Texte fourni:
####
Royaume-Uni : les comptes économiques du deuxième trimestre 2009

par Caroline Newhouse-Cohen, économiste chez BNP Paribas

Le PIB a reculé de 0,6% t/t au T2 2009, une nette décélération du rythme de contraction de l’économie, après -2,5% au T1 2009.

Les ménages ont stabilisé leurs dépenses nominales et ont continué d’allouer la hausse de leur revenu disponible à la reconstitution de leur épargne.

Les entreprises du secteur privé non financier ont continué de réduire leurs engagements, en dépit de la baisse de leur excédent brut d’exploitation.

Le déficit public s’est stabilisé au T2, à un niveau insoutenable à moyen terme.
####
Matériel fourni:

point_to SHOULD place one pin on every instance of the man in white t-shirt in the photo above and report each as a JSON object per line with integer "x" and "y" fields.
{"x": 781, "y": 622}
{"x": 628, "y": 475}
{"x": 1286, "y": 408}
####
Travail demandé:
1. Recopiez fidèlement le passage du texte sur les comptes économiques du Royaume-Uni qui commence par les mots « Le PIB a reculé » et s'achève par « excédent brut d’exploitation. ».
2. D'après le texte sur les comptes économiques du Royaume-Uni, répondez brièvement :
(a) De combien le PIB a-t-il reculé au T1 2009 ?
(b) À quoi les ménages ont-ils alloué la hausse de leur revenu disponible ?
(c) Comment le déficit public a-t-il évolué au T2 ?
Ce matériel constitue un ensemble distinct du texte.

Réponses fournies:
1.
Le PIB a reculé de 0,6% t/t au T2 2009, une nette décélération du rythme de contraction de l’économie, après -2,5% au T1 2009.

Les ménages ont stabilisé leurs dépenses nominales et ont continué d’allouer la hausse de leur revenu disponible à la reconstitution de leur épargne.

Les entreprises du secteur privé non financier ont continué de réduire leurs engagements, en dépit de la baisse de leur excédent brut d’exploitation.

2.
(a) De 2,5 %.
(b) À la reconstitution de leur épargne.
(c) Il s'est stabilisé, à un niveau insoutenable à moyen terme.